• [Document passage]
:::

A recent article in The Engineer magazine has brought our attention to the 60th anniversary of the Saunders-Roe Princess Flying Boat. It should first be mentioned that the article needs some clarification as August 22, 1952 was the actual first flight according to Wikipedia while it was in November 1951 when The Engineer magazine profiled the preparations for the flying boat’s launch.
The Saunders-Roe Princess flying boat was originally intended as a luxury transatlantic passenger plane that could comfortably accommodate 100 passengers with sleeping berths and cocktail bars. Unfortunately, it ended up being another impressive example of British aviation innovation that ended in failure due to the fact it simply could not make enough money to justify its existence.
However, The Engineer article from the time seemed to anticipate future problems by noting that the government had forced Saunders-Roe to adapt the flying boats into transporters without going into much detail about why. The real problem turned out to be that flying boats were (by then) already in terminal decline due to the progress civil aviation had made over the previous half century to get runways and airports up and operating on land.

:::

• [Data listing]
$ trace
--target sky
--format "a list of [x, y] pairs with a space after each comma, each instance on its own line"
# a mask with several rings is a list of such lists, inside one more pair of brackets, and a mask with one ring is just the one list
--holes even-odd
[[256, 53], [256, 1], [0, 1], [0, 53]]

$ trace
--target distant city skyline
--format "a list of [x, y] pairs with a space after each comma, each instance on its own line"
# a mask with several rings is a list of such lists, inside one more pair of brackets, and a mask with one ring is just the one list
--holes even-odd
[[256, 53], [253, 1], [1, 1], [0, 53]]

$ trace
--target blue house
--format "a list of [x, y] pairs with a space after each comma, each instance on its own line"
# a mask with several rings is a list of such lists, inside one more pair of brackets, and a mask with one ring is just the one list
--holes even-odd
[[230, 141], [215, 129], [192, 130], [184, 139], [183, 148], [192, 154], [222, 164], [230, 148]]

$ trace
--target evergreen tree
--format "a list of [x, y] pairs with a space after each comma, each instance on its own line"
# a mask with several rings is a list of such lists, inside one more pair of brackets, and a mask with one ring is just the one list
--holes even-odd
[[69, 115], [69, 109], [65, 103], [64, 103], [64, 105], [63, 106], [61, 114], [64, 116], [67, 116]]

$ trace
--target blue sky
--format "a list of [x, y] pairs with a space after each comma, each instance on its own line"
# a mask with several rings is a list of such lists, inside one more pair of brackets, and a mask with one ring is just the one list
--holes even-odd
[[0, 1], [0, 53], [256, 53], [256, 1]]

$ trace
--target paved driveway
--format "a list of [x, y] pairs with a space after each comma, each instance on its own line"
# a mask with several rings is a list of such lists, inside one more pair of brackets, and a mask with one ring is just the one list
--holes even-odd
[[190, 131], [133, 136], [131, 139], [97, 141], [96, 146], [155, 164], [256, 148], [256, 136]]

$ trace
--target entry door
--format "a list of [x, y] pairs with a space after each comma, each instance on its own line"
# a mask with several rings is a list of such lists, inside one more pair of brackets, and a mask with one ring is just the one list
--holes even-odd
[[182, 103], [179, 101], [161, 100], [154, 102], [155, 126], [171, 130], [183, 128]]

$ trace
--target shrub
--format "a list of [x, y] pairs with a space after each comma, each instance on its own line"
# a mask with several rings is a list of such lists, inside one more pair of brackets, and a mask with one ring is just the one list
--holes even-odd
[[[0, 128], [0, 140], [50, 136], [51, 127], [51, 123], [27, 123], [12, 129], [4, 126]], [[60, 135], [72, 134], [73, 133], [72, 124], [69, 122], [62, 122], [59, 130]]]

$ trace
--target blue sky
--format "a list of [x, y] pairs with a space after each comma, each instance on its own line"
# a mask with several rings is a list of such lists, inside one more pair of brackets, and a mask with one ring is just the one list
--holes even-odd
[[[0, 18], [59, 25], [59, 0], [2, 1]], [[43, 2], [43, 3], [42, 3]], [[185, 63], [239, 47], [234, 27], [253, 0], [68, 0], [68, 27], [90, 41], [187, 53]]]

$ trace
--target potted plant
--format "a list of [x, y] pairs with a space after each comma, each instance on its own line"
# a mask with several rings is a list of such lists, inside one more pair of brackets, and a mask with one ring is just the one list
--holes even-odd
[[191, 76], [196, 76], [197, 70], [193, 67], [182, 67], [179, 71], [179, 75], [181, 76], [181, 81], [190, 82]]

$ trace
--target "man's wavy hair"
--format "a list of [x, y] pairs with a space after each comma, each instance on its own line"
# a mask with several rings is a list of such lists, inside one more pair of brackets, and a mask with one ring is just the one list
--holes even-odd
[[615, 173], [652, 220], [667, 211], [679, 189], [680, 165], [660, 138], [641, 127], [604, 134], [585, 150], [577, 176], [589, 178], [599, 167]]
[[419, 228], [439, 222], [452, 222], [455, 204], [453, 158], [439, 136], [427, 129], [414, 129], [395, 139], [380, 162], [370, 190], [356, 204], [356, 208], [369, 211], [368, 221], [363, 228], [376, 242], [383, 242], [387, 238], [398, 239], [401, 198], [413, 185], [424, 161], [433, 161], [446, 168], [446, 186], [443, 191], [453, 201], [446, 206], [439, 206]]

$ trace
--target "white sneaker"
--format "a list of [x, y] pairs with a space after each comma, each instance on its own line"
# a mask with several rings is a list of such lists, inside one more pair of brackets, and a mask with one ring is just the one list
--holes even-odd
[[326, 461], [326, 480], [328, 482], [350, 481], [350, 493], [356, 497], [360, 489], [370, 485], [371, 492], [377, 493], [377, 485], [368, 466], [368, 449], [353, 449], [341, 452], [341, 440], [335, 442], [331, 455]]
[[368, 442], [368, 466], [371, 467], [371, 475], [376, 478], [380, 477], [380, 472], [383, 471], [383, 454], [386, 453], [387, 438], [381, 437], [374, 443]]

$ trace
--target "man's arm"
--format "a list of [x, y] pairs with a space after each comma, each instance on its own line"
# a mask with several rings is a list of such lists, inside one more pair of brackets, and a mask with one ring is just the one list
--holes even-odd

:::

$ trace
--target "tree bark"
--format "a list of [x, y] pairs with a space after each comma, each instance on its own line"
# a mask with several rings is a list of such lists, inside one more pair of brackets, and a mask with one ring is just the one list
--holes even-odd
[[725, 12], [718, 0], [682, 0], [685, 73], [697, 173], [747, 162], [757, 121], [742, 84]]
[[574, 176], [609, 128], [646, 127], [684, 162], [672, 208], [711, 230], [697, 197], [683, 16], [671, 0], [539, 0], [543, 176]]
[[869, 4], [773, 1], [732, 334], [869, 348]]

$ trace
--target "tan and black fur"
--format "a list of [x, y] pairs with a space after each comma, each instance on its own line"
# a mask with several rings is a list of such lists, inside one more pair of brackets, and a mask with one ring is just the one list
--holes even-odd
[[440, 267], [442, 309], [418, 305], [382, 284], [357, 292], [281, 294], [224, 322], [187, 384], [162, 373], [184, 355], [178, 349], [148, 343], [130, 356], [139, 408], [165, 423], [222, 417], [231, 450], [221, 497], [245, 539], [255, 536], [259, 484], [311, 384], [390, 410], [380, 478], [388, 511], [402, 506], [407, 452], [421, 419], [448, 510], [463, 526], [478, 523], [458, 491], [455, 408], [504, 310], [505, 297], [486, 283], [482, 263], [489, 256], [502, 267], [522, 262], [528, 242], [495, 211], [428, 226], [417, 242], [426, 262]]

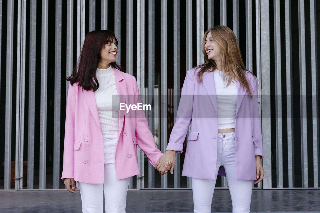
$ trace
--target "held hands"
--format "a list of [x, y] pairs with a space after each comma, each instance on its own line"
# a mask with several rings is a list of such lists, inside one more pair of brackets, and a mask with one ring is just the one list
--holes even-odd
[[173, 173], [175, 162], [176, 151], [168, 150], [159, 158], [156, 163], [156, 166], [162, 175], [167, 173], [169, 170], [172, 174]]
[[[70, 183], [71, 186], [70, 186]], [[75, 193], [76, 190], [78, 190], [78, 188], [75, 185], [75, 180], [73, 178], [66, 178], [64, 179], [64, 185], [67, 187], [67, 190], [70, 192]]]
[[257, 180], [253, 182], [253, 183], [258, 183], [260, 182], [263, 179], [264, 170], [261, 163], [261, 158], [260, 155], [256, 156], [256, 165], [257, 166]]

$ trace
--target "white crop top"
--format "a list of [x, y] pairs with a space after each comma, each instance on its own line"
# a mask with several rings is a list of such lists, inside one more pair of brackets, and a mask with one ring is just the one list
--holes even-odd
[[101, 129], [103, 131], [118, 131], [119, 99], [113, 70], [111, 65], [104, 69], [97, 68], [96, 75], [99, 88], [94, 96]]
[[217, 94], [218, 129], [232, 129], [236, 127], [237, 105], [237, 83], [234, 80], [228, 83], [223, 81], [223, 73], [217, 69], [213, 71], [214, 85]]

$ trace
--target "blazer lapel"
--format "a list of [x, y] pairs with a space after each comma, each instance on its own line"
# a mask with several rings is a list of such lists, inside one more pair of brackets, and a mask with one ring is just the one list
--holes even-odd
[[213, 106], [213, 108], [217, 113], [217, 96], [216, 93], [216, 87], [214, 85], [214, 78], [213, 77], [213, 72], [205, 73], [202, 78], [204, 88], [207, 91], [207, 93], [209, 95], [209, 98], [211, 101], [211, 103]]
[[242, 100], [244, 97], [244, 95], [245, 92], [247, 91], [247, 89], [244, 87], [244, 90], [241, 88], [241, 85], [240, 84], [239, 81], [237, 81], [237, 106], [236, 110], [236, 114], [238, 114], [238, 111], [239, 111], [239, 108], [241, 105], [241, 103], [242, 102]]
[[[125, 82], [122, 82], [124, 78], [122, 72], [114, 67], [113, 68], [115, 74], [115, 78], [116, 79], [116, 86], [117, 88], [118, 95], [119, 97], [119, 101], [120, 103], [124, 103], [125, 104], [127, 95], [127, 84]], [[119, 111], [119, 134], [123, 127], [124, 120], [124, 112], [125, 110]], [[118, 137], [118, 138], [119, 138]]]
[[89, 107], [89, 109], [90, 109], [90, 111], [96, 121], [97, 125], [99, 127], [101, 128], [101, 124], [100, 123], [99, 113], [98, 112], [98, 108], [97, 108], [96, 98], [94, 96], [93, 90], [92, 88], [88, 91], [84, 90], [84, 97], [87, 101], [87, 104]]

:::

• [Exercise requirements]
(a) Write out the Saunders-Roe Princess passage word for word, from "The Saunders-Roe Princess flying boat was" to "operating on land.".
(b) Continue the Saunders-Roe Princess passage from the point where it ends.

• [Answers to each task]
(a)
The Saunders-Roe Princess flying boat was originally intended as a luxury transatlantic passenger plane that could comfortably accommodate 100 passengers with sleeping berths and cocktail bars. Unfortunately, it ended up being another impressive example of British aviation innovation that ended in failure due to the fact it simply could not make enough money to justify its existence.
However, The Engineer article from the time seemed to anticipate future problems by noting that the government had forced Saunders-Roe to adapt the flying boats into transporters without going into much detail about why. The real problem turned out to be that flying boats were (by then) already in terminal decline due to the progress civil aviation had made over the previous half century to get runways and airports up and operating on land.

(b)
Ultimately, three Saunders-Roe Princess flying boats were built but only one flew – flying a total of 46 test flights or roughly 100 hours of flying time. After no buyers were found, the aircraft were cocooned while several plans, ranging from converting them to fly with nuclear power to turning them into NASA rocket transporters, were drawn up.
When the Saunders-Roe Princess flying boats were finally sold in 1964, it was discovered that they had corroded so badly because the contract for maintenance and inspection had been allowed to lapse that they had to be scrapped in 1967.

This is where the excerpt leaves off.